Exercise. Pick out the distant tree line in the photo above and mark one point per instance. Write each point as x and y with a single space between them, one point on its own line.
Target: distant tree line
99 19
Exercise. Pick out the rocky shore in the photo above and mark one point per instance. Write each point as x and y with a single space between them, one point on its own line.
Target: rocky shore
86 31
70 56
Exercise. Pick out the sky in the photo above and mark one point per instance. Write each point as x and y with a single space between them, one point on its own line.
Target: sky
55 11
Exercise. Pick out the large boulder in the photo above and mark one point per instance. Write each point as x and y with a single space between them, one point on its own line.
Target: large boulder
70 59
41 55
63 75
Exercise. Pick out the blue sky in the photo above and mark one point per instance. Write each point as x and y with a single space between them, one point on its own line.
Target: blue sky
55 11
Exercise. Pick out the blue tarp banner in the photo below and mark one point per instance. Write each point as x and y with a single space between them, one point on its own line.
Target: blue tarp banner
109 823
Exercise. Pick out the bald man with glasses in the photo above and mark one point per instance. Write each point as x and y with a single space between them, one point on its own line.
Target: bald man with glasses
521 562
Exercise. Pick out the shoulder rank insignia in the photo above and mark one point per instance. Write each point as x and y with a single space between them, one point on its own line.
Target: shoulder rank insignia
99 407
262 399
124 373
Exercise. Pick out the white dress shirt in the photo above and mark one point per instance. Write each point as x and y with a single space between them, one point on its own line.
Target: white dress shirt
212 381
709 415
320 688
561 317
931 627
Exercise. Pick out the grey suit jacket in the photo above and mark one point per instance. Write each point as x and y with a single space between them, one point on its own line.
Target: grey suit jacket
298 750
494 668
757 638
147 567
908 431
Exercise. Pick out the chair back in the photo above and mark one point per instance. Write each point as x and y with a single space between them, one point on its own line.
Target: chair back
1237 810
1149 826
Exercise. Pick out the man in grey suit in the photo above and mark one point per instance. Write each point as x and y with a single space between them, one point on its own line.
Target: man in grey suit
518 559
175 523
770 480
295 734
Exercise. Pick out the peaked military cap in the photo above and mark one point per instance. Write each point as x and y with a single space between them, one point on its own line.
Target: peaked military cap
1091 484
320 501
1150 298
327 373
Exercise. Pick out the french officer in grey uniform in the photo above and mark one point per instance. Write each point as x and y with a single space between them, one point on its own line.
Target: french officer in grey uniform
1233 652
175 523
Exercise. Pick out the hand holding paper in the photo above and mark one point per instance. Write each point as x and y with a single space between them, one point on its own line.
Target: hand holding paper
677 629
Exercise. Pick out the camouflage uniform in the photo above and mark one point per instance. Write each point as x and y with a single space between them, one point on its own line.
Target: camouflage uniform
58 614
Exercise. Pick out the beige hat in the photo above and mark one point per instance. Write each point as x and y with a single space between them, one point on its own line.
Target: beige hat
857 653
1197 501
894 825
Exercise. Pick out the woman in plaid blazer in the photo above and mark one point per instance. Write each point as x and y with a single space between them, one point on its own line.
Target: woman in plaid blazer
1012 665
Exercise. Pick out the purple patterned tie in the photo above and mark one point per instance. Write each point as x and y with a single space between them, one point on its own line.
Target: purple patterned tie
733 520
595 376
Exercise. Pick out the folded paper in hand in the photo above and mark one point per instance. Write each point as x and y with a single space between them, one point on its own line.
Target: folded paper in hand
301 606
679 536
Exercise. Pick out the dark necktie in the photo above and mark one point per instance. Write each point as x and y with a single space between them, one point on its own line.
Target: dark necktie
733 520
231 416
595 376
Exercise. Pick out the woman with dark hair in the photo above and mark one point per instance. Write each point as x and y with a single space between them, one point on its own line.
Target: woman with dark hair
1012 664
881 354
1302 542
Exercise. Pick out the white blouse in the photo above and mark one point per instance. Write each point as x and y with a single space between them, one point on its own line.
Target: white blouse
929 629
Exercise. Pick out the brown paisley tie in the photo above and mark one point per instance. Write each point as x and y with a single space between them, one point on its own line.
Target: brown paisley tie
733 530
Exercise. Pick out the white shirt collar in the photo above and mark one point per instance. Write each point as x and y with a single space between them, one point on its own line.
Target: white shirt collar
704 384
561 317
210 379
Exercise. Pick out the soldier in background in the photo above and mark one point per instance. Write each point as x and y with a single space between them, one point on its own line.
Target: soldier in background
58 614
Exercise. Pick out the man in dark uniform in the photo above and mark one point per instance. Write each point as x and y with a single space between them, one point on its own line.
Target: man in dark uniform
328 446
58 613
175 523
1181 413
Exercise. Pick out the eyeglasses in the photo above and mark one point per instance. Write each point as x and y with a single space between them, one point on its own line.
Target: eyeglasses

====

Job:
Please swap every "Pick out" in the data above for "Find" and give all the lines again with nothing else changed.

Output for this task:
Exercise. Find the distant tree line in the photo above and mark one point per instance. Write each point as x and y with a single space between them, one point on its own line.
Target: distant tree line
99 19
Exercise. Find the rocky shore in the photo above and mark one point per instance. Write each point as x and y with a single space between them, one point on its own line.
Target: rocky shore
86 31
70 56
Exercise. Find the sky in the photo above and mark one point per instance. Write each point as x and y with a single space between them, one point on its own line.
Target: sky
55 11
Exercise. Find the large boulder in the photo above and mark one point per instance. Write each point as x and y with a single space between them, one point on its own line.
Target: large boulder
70 59
41 55
63 75
Exercise. Find the blue sky in the photo above and mark one point per instance. Write each point as x and y with a single space between them, one point on its own line.
Target: blue sky
55 11
Exercise. Find the blue tarp banner in the photo below and mark one point per instance. Write each point as x and y with a single space between them, one point on its own line.
Target: blue tarp banner
109 823
Exercise. Find the bald man with glasses in the photo above and mark one point per instance. Write each point as x and y with a single space between them, one point on its own line.
Target: bald man with glasses
521 562
Exercise. Find the shoulder rank insignia in the photo above and mark one point per instance. Write each point as x and y with a single space between them, one point on its own line.
Target: shoulder rank insignia
99 407
262 399
124 373
Exercise. Find the white dress shirt in the photo above and mark one point per instance. Write each point as x and y with a single space between them, one point on its own line.
Target: white dress shirt
212 381
709 415
320 688
561 317
931 627
Exercise. Find the grey suit jacket in the photo above and mark one point per instance. Write each point as x and y with a single space between them, one point on its own line.
Target: grey suit jacket
298 750
494 668
757 638
147 567
908 431
Exercise. Find the chair back in the photo above and mark one point per instance. Write each point as x and y with a single space between them, one point on its own line.
Target: chair back
1237 810
1149 826
Exercise. Find the man in grey suit in the photo above and mark one point per instance. Write each point as x and y with a single space between them, one point on its own line.
Target: man in grey suit
518 559
175 523
770 480
295 734
Exercise. Find the peaked military cap in the photo above and mark one point per instance. Write each point as x and y with a single space between them, one point on its own line.
Target: peaked military cap
1091 484
320 501
1150 298
327 373
Exercise. Find the french officer in grey uniform in the photo above and mark one point per instance. Write each point as x and y with a single space between them, one point on its own line.
Target: french officer in grey uniform
1233 652
175 523
Exercise. Find the hand holding paper in the photo above and mark one point per instance. Write each point as x and y with a single space between them, one point on its own line.
Target: hand holding paper
677 629
Exercise. Find the camouflage uniform in the photo above and mark one point per instance. Write each point as x and y with a single space between them, one point on its own line.
Target: camouflage uniform
58 614
Exercise. Find the beige hat in the photo above and mark one point per instance. Write each point as x and y with a single space between them, one point on its own line.
Target: beige hat
857 653
1197 501
894 825
Exercise. Find the woman in plaid blazer in the photo above and mark one point per instance. Write each point as x and y with a single space between them, one point on its own line.
Target: woman in plaid blazer
1012 665
Exercise. Find the purple patterned tie in the photo above and mark one point per instance. Write each point as x and y with a single space between them, one point on its own line.
Target: purple patterned tie
733 520
595 376
Exercise. Find the folded paper in hand in the photo above and mark one point per instance. Write each point as x and y with a single space between them, one point on its own line.
Target: folded paper in hand
301 606
679 536
Exercise. Find the dark necktie in the photo above and mark one point per instance. Write each point as x and y with a single space between them, one point on its own line.
Target: dark necktie
733 520
231 416
595 376
Exercise. Find the woman with dark hair in the photo above and mark one point per instance. Write each point as x and y with a single space between them, one point on its own line.
Target: woman with dark hair
1012 664
881 354
1302 542
Exercise. Find the white blouse in the photo above and mark one point per instance. Write each point as x and y with a single space between them, one point on its own line.
Target: white blouse
929 629
Exercise. Find the brown paisley tie in the photo above and mark one point per instance. Write each point as x and y with a single space between them, one point on its own line.
Target: brown paisley tie
733 530
Exercise. Find the white shirt collar in the photo above and mark one point per instance. Write each point as x and y with a single space between them, one point on its own line.
Target: white shirt collar
704 384
561 317
210 379
Exercise. Find the soldier in background in the photo above and mark one point per instance. Write each point as x and y with a single space between them, one point on its own line.
Target: soldier in background
58 614
Exercise. Find the man in dark uniform in the photo above and mark one point per instance. Write each point as x and y with a single space between them, one point on its own line.
Target: man in dark uniform
328 446
58 613
175 523
1181 413
Exercise. Find the eyeglasses in the photo above and mark one point per instance. Write each point as x and y with a single space between them, one point on its own line.
Target: eyeglasses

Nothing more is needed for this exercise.